WORK INSTRUCTIONS = In the string search article, why does the short Java example take about a minute to run? Answer in one to three sentences.

PROVIDED PASSAGE =
· · · · ·
Beating Textbook Algorithms in String Search

Linas Medžiūnas
Wix Engineering
Published in
10 min readFeb 3, 2020

Software engineering can be full of surprises, especially when it comes to performance. For example, what happens if we try to run this innocent looking Java code?

// String.repeat requires JDK 11 or above:
final var needle = "A".repeat(500000) + "B";
final var haystack = "A".repeat(1000000) + "B";
System.out.println(haystack.indexOf(needle));

We wait, and wait, and wait… At least on my 2015 year model laptop, with OpenJDK 13, it takes around a minute to find this particular needle in the haystack. This is the good old JVM, with decades of performance improvements, and efficient intrinsic implementation of String.indexOf, so what is going on here? If you look at the inputs carefully, you’ll notice that I have crafted them on purpose, to reveal the quadratic (O(nm), where n is the length of the haystack, and m is the length of the needle) worst case run time complexity of naive string search algorithm (the one where we iterate each character in the haystack, and if it matches the first character of the needle, we iterate the needle in the inner loop, until the first mismatched character).
· · · · ·
DATA SECTION =
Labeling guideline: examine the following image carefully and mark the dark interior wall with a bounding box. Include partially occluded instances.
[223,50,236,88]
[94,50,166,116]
· · · · ·
OUTPUT FOR THIS TASK = The needle and haystack were crafted on purpose to expose the quadratic worst-case run time, O(nm), of the naive string search algorithm. That algorithm goes through each character of the haystack and, whenever it matches the needle's first character, steps through the needle in an inner loop until the first mismatched character.